Written problem
Provide an exact transcription of all the records.

Data records
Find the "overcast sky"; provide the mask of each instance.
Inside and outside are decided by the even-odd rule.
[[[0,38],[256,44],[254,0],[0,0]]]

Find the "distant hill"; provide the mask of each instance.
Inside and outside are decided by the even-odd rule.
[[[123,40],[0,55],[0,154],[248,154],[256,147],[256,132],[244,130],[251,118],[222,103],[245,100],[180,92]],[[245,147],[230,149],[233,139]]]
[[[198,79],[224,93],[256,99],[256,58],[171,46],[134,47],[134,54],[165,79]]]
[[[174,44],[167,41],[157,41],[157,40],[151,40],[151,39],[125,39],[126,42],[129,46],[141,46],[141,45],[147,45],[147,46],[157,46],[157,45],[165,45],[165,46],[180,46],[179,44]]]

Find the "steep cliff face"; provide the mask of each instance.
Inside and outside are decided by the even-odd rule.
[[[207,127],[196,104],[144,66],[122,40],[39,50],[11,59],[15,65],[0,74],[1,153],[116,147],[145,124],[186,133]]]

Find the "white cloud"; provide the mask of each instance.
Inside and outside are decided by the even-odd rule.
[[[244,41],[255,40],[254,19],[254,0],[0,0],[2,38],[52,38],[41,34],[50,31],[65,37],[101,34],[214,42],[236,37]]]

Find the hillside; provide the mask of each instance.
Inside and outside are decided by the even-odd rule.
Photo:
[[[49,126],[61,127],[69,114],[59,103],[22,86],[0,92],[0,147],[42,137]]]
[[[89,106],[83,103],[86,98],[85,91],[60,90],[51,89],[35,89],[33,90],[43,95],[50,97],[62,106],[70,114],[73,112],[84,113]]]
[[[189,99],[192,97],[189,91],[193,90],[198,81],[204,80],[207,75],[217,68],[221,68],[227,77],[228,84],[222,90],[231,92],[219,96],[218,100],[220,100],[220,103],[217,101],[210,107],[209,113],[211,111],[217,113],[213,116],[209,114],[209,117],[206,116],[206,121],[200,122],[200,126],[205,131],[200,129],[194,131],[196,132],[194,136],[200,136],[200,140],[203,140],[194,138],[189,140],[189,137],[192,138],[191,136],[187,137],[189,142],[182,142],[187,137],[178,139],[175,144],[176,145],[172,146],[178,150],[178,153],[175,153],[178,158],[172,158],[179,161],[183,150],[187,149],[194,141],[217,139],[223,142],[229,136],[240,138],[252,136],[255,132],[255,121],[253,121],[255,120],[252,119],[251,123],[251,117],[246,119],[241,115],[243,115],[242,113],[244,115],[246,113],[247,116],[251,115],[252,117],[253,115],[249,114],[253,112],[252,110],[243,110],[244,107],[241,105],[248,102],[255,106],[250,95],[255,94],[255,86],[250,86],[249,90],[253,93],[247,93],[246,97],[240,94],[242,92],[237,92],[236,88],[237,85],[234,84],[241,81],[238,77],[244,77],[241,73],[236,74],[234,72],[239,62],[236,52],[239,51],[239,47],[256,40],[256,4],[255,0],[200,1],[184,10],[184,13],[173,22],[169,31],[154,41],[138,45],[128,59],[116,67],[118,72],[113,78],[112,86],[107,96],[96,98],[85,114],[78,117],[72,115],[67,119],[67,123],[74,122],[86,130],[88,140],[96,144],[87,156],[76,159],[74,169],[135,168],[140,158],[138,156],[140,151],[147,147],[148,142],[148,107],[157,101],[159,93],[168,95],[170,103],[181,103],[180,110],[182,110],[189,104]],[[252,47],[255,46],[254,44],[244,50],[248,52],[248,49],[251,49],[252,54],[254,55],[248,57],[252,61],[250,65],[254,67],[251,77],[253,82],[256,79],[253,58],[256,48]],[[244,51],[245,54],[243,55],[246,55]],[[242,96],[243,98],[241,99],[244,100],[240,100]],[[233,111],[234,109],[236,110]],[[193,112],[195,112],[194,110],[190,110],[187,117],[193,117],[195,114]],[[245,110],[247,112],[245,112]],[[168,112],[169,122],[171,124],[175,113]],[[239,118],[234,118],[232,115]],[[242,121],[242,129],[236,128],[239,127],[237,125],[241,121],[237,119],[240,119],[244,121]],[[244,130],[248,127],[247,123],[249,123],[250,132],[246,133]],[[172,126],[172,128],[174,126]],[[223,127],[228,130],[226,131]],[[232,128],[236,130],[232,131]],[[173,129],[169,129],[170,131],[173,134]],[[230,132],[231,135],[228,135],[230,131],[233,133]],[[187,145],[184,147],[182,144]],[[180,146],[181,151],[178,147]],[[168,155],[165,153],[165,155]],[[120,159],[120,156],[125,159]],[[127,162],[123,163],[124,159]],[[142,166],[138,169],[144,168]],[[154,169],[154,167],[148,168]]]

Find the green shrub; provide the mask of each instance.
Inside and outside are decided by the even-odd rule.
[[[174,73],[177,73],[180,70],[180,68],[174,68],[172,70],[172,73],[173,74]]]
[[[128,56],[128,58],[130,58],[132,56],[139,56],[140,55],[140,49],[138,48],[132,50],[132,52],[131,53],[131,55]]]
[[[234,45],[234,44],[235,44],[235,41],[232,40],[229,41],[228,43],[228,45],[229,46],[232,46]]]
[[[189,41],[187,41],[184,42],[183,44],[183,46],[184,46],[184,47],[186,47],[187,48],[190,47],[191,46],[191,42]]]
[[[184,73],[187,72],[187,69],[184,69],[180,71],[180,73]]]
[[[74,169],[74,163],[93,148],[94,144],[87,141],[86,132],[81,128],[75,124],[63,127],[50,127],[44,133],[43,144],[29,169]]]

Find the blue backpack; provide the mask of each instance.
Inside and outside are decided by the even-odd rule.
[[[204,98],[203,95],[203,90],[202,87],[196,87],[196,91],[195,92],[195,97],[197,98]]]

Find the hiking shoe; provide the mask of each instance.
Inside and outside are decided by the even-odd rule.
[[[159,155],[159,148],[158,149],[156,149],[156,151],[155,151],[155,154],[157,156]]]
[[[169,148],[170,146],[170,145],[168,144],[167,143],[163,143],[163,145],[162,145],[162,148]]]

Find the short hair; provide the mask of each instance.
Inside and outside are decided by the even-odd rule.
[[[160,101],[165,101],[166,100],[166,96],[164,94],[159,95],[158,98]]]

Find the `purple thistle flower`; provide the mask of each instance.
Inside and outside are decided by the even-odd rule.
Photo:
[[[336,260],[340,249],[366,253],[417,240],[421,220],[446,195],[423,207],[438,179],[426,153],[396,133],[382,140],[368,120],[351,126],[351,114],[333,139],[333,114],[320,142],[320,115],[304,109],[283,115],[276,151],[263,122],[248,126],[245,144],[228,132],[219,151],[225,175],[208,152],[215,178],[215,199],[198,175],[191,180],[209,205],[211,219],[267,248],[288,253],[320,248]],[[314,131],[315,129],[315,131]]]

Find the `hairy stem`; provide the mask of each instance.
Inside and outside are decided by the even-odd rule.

Complete output
Find the "overcast sky"; provide the mask of each instance.
Inside and outside are decided by the even-odd rule.
[[[0,38],[256,44],[254,0],[0,0]]]

Find the "distant hill"; provide the mask of each instance.
Inside and outside are decided by the even-odd rule.
[[[123,40],[0,55],[0,154],[248,154],[256,147],[256,132],[244,130],[251,118],[222,103],[245,100],[180,92]],[[245,147],[230,149],[233,139]]]
[[[198,79],[224,93],[256,99],[256,58],[171,46],[134,47],[134,54],[165,79]]]
[[[174,44],[167,41],[157,41],[157,40],[151,40],[151,39],[125,39],[126,42],[129,46],[141,46],[141,45],[147,45],[147,46],[157,46],[157,45],[165,45],[165,46],[180,46],[179,44]]]

Find the "steep cliff face"; provide the mask of each instance.
Inside and outside are decided by the even-odd rule.
[[[207,127],[196,104],[144,66],[122,40],[39,50],[11,59],[15,65],[0,74],[1,153],[116,147],[145,124],[186,133]]]

Find the "white cloud"; provide the mask of each instance.
Inside and outside are decided by the even-odd rule.
[[[244,41],[255,40],[254,19],[254,0],[0,0],[2,38],[52,38],[41,34],[50,31],[65,37],[101,34],[214,42],[236,37]]]

Find the hillside; provide the mask of each instance.
Inside and outside are decided by the even-odd rule.
Photo:
[[[49,126],[61,127],[69,114],[59,103],[22,86],[0,92],[0,147],[42,137]]]
[[[89,106],[83,103],[86,98],[85,91],[60,90],[51,89],[35,89],[33,90],[43,95],[50,97],[62,106],[70,114],[73,112],[84,113]]]
[[[189,99],[192,97],[189,91],[193,90],[198,81],[204,80],[207,75],[217,68],[221,68],[227,77],[228,84],[222,90],[231,92],[219,96],[218,100],[220,100],[220,103],[217,101],[210,107],[209,113],[211,111],[217,113],[213,116],[209,114],[209,117],[206,116],[206,121],[200,122],[200,126],[205,131],[200,129],[194,131],[196,132],[194,136],[200,136],[200,140],[203,140],[194,138],[189,140],[189,137],[192,138],[191,136],[187,137],[189,142],[182,142],[187,137],[178,139],[175,144],[176,145],[172,146],[178,150],[178,153],[175,153],[178,158],[172,158],[179,161],[183,150],[187,149],[194,141],[217,139],[223,142],[229,136],[240,138],[252,136],[255,132],[255,121],[253,121],[255,120],[252,119],[251,123],[251,117],[246,119],[241,115],[243,115],[242,113],[244,115],[246,113],[247,116],[251,115],[252,117],[253,115],[249,114],[253,112],[252,110],[243,110],[244,107],[241,105],[248,102],[255,106],[250,95],[255,94],[255,86],[250,86],[249,90],[253,93],[247,93],[246,97],[240,94],[242,92],[237,92],[236,88],[237,85],[234,84],[241,81],[238,77],[244,77],[241,73],[236,74],[234,72],[239,62],[236,52],[239,51],[239,47],[256,40],[256,4],[255,0],[200,1],[184,10],[184,13],[173,22],[169,31],[154,41],[138,45],[128,59],[116,67],[118,72],[113,78],[112,86],[107,96],[96,98],[85,114],[78,117],[72,115],[67,119],[67,123],[74,122],[86,130],[88,140],[96,144],[87,156],[76,159],[74,169],[135,168],[140,158],[138,156],[140,151],[147,147],[148,142],[148,107],[157,101],[159,93],[168,95],[170,103],[181,103],[180,110],[182,110],[189,104]],[[252,47],[255,46],[254,44],[244,50],[248,52],[248,49],[251,49],[252,54],[254,55],[248,57],[252,61],[250,65],[254,67],[251,77],[253,82],[256,79],[253,58],[256,48]],[[244,51],[245,54],[243,55],[246,55]],[[242,96],[243,98],[241,99],[244,100],[240,100]],[[233,111],[234,109],[236,110]],[[193,112],[195,112],[194,110],[190,110],[187,117],[193,117],[195,114]],[[245,110],[247,112],[245,112]],[[168,112],[169,122],[171,124],[175,113]],[[239,118],[234,118],[232,115]],[[242,121],[242,129],[236,128],[239,127],[237,125],[241,121],[237,119],[240,119],[244,121]],[[244,130],[248,127],[247,123],[249,123],[250,132],[246,133]],[[172,126],[172,128],[174,126]],[[223,127],[228,130],[226,131]],[[232,128],[236,130],[232,131]],[[173,129],[169,129],[170,131],[173,134]],[[230,132],[231,135],[228,135],[230,131],[233,133]],[[187,145],[184,147],[182,144]],[[180,146],[181,151],[178,147]],[[168,155],[165,153],[165,155]],[[120,159],[120,156],[125,159]],[[127,162],[123,163],[124,159]],[[142,166],[138,169],[144,168]],[[154,169],[154,167],[148,168]]]

Find the green shrub; provide the mask of each instance.
Inside and outside are decided by the even-odd rule.
[[[174,73],[177,73],[180,70],[180,68],[174,68],[172,70],[172,73],[173,74]]]
[[[128,56],[128,58],[130,58],[132,56],[139,56],[140,55],[140,49],[138,48],[132,50],[132,52],[131,53],[131,55]]]
[[[234,45],[234,44],[235,44],[235,41],[232,40],[229,41],[228,43],[228,45],[229,46],[232,46]]]
[[[189,41],[187,41],[184,42],[183,44],[183,46],[184,46],[184,47],[186,47],[187,48],[190,47],[191,46],[191,42]]]
[[[184,73],[187,72],[187,69],[184,69],[180,71],[180,73]]]
[[[74,169],[74,163],[93,148],[94,144],[87,141],[86,132],[81,128],[75,124],[63,127],[50,127],[44,133],[43,144],[29,169]]]

Find the blue backpack; provide the mask of each instance.
Inside and outside are decided by the even-odd rule.
[[[204,98],[203,95],[203,90],[202,87],[196,87],[196,91],[195,92],[195,97],[197,98]]]

Find the hiking shoe; provide the mask of each instance.
Inside and outside are decided by the even-odd rule.
[[[159,155],[159,148],[158,149],[156,149],[156,151],[155,151],[155,154],[157,156]]]
[[[169,148],[170,146],[170,145],[168,144],[167,143],[163,143],[163,145],[162,145],[162,148]]]

Find the short hair; provide the mask of each instance.
Inside and outside are decided by the even-odd rule.
[[[160,101],[165,101],[166,100],[166,96],[164,94],[159,95],[158,98]]]

Find the `purple thistle flower`; provide the mask of each instance.
Inside and outside are decided by the even-odd rule.
Photo:
[[[336,260],[340,249],[366,253],[417,240],[421,220],[446,195],[423,207],[438,179],[426,153],[396,133],[382,140],[368,120],[351,126],[351,114],[333,139],[333,114],[320,142],[320,115],[304,109],[283,115],[276,151],[263,122],[248,126],[245,144],[228,132],[219,151],[225,175],[208,152],[215,178],[215,199],[198,175],[191,180],[209,205],[211,219],[267,248],[288,253],[320,248]],[[314,131],[315,129],[315,131]]]

Find the `hairy stem`; provide the mask of each instance.
Inside and outside are decided by the even-odd rule.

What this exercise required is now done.